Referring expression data
────
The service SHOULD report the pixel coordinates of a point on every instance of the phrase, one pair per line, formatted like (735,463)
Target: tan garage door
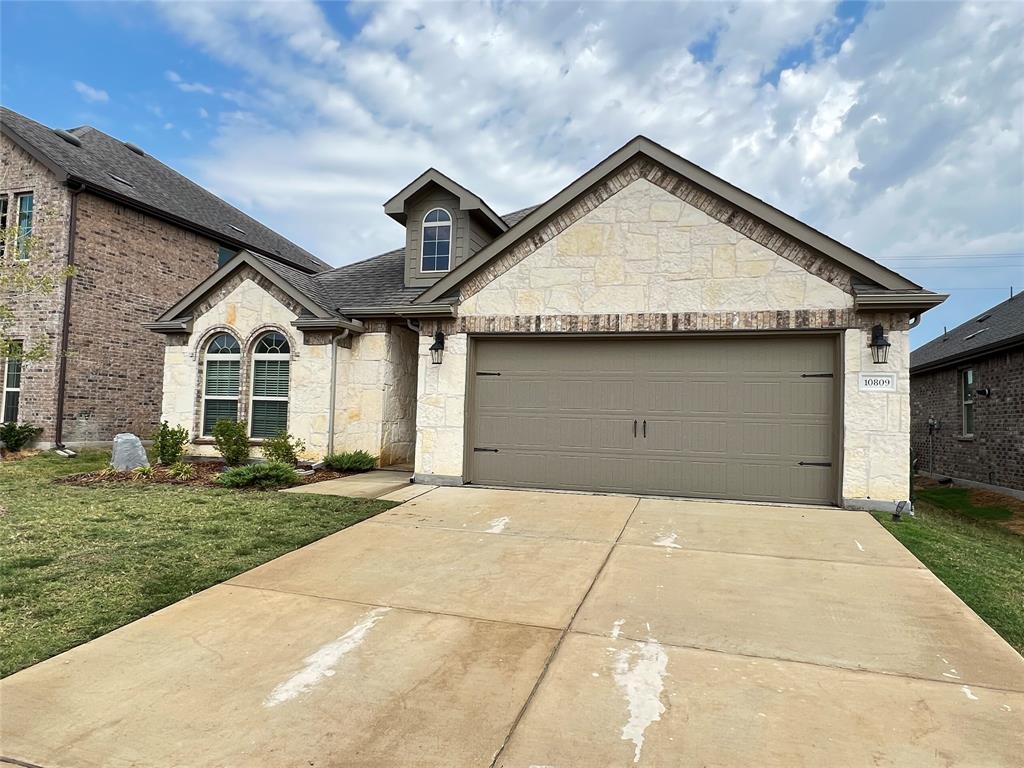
(743,418)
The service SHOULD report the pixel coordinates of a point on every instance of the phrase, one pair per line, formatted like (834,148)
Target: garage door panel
(726,418)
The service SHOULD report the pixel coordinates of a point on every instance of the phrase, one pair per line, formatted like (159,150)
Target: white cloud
(187,87)
(89,93)
(904,141)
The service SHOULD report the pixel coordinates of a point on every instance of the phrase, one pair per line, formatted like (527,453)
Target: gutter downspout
(66,321)
(334,387)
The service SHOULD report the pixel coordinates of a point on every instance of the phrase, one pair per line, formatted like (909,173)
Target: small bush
(181,471)
(169,443)
(232,441)
(15,436)
(283,448)
(269,475)
(350,461)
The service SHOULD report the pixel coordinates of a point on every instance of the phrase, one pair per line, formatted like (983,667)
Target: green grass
(958,500)
(77,562)
(979,560)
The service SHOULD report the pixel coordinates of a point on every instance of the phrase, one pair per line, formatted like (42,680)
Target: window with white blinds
(268,411)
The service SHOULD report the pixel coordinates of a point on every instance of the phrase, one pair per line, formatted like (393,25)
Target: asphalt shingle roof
(1004,323)
(154,184)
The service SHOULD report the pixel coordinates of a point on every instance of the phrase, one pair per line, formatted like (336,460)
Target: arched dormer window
(436,250)
(221,381)
(268,412)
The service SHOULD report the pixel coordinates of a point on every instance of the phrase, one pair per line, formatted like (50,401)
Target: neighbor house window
(11,384)
(268,414)
(220,387)
(3,224)
(436,242)
(24,224)
(967,398)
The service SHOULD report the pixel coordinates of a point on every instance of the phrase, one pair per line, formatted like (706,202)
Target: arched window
(268,414)
(436,254)
(220,388)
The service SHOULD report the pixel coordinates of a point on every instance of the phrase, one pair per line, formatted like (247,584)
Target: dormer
(444,223)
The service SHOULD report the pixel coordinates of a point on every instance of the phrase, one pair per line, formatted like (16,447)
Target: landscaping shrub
(283,448)
(232,441)
(350,461)
(169,443)
(16,436)
(181,471)
(269,475)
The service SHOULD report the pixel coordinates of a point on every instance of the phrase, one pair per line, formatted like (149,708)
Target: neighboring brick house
(967,399)
(649,329)
(138,235)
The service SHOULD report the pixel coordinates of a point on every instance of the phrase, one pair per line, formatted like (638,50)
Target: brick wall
(995,455)
(37,316)
(130,268)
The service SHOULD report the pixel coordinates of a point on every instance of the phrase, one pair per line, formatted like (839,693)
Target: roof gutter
(66,320)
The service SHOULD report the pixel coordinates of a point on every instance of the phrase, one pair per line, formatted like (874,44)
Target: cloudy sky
(894,127)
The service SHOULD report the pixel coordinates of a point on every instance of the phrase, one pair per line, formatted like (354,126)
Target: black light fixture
(437,348)
(880,345)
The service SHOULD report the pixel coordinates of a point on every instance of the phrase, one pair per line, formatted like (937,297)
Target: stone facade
(38,317)
(995,453)
(129,268)
(633,256)
(440,409)
(374,408)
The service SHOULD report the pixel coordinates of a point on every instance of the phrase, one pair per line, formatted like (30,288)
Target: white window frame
(252,379)
(423,239)
(206,360)
(4,389)
(20,252)
(967,398)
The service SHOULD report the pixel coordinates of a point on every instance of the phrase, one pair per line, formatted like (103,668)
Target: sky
(896,128)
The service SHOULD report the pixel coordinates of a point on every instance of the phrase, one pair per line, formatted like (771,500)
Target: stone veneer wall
(633,257)
(247,305)
(440,408)
(37,317)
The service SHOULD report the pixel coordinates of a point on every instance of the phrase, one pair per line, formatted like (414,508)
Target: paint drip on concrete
(498,524)
(668,541)
(321,665)
(639,672)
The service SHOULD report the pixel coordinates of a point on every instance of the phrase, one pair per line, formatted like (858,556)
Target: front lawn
(977,558)
(77,562)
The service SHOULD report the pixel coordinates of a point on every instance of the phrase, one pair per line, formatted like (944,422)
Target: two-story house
(648,329)
(137,235)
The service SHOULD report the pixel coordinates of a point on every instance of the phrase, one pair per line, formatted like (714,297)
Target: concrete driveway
(478,628)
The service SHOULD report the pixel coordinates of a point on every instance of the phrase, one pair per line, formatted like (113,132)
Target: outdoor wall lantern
(437,348)
(880,345)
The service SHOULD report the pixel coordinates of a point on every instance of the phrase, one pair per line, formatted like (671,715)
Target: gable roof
(995,329)
(152,186)
(395,207)
(868,270)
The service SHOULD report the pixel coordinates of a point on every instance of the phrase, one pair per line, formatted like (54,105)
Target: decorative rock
(128,453)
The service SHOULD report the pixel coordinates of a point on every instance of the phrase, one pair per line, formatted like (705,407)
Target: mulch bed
(205,476)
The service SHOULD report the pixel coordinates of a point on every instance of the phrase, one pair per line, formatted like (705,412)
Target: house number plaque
(878,382)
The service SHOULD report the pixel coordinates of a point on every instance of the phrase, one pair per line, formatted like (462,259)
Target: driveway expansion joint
(561,638)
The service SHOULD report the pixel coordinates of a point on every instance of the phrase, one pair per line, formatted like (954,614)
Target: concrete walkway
(498,628)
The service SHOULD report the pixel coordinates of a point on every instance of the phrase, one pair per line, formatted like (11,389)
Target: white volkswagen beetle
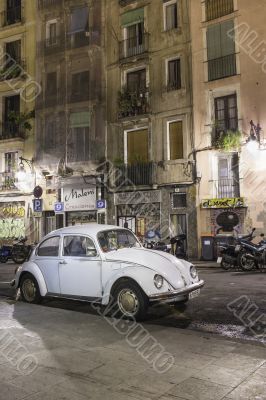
(105,263)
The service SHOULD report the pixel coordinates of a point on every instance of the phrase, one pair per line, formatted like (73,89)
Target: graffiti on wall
(12,223)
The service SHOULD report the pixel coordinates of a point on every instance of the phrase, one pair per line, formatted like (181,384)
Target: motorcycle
(252,256)
(229,254)
(21,251)
(178,246)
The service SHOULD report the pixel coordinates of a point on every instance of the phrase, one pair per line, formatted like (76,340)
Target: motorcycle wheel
(246,263)
(3,259)
(226,265)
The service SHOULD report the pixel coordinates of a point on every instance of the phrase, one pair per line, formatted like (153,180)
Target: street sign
(37,214)
(37,205)
(37,191)
(59,207)
(101,204)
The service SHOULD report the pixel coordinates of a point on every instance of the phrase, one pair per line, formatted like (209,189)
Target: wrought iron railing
(139,174)
(227,188)
(133,103)
(11,16)
(133,46)
(49,3)
(11,130)
(222,67)
(78,39)
(218,8)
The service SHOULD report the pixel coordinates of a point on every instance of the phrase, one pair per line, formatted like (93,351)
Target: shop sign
(101,204)
(139,197)
(223,203)
(79,199)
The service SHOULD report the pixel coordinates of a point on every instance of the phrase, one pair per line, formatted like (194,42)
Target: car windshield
(117,239)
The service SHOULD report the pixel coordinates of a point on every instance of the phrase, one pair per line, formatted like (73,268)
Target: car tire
(29,289)
(130,301)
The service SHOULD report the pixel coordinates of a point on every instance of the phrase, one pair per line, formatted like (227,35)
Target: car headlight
(158,281)
(193,272)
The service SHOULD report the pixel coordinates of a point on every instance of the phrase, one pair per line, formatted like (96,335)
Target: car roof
(89,229)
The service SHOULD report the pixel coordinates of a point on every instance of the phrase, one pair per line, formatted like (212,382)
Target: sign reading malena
(78,199)
(235,202)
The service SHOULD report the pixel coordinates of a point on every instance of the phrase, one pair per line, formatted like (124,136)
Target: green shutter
(80,120)
(133,16)
(227,44)
(214,42)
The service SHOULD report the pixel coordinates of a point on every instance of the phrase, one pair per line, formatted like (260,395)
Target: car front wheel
(29,288)
(131,301)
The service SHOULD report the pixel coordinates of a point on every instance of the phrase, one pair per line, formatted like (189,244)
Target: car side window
(49,247)
(79,246)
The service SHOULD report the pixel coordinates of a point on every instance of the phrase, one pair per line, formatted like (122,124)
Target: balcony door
(228,176)
(134,39)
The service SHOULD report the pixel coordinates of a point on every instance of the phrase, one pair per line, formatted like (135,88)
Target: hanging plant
(229,140)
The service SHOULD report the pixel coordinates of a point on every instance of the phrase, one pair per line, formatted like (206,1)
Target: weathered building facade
(70,116)
(18,90)
(228,53)
(149,117)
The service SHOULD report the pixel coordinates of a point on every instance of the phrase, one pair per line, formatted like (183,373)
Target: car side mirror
(91,252)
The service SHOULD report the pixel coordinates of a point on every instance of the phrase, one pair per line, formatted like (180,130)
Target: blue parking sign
(37,205)
(101,204)
(59,207)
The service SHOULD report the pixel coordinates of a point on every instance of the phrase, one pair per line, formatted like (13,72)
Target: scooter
(229,254)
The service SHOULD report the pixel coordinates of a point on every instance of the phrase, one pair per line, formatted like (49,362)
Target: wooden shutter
(176,140)
(137,146)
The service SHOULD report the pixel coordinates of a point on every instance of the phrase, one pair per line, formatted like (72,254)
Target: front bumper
(176,293)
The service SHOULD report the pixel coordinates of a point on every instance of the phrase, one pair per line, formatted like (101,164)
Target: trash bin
(207,248)
(222,239)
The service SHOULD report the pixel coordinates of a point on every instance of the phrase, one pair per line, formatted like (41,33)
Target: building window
(221,51)
(226,118)
(78,144)
(51,33)
(228,177)
(218,8)
(170,15)
(11,165)
(137,146)
(78,26)
(175,140)
(11,111)
(174,75)
(179,200)
(80,86)
(13,12)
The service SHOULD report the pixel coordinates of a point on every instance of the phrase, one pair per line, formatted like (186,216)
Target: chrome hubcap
(29,290)
(128,302)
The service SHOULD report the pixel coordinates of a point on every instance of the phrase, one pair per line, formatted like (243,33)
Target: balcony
(12,70)
(8,181)
(131,104)
(52,45)
(78,39)
(124,3)
(227,188)
(42,4)
(11,130)
(11,16)
(131,47)
(222,67)
(218,8)
(138,174)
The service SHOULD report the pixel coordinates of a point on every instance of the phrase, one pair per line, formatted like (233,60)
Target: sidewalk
(85,356)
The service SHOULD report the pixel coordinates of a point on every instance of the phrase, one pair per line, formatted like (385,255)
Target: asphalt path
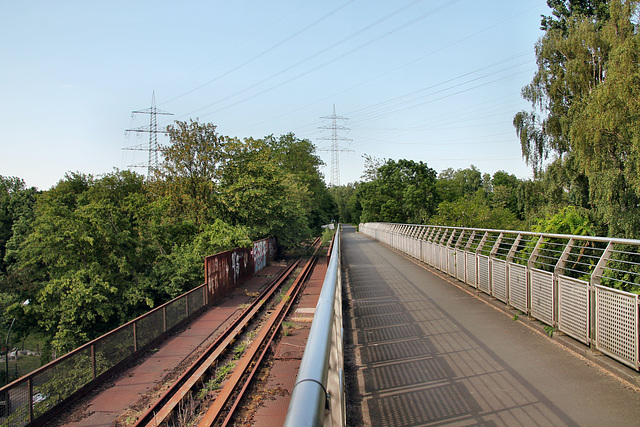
────
■ Exercise description ■
I need the lines from the one containing "Target: trash bin" through the end of the records retyped exactly, with the pictures left out.

■ Answer to this task ■
Target: trash bin
(207,248)
(222,239)
The service SHOULD report the pixel coordinates of a point on every instance of the phrase, one pair per line, formatted like (41,33)
Target: building window
(221,51)
(226,118)
(78,144)
(51,33)
(228,177)
(218,8)
(170,15)
(11,165)
(137,146)
(78,26)
(175,140)
(11,111)
(174,75)
(179,200)
(80,86)
(13,12)
The service SHOULD report the pixel coordinates of a point on every instance of the phrase, one pair per line, formatted like (186,216)
Target: chrome hubcap
(29,290)
(128,302)
The service SHOULD report the pixel coordinates of a point on every instance of the phrase, one pair per line, formatted like (243,33)
Target: balcony
(12,70)
(8,181)
(131,104)
(52,45)
(78,39)
(124,3)
(227,188)
(42,4)
(11,130)
(11,16)
(131,47)
(222,67)
(218,8)
(138,174)
The service SHOULD report the pixel coordinates of a point on every instance of the phrase, one pair per line, formatted like (233,60)
Target: sidewalk
(85,356)
The service SHOULD report the pixel coordinates of a point on every instance of the phrase, one pair per line, formatted like (385,255)
Target: asphalt path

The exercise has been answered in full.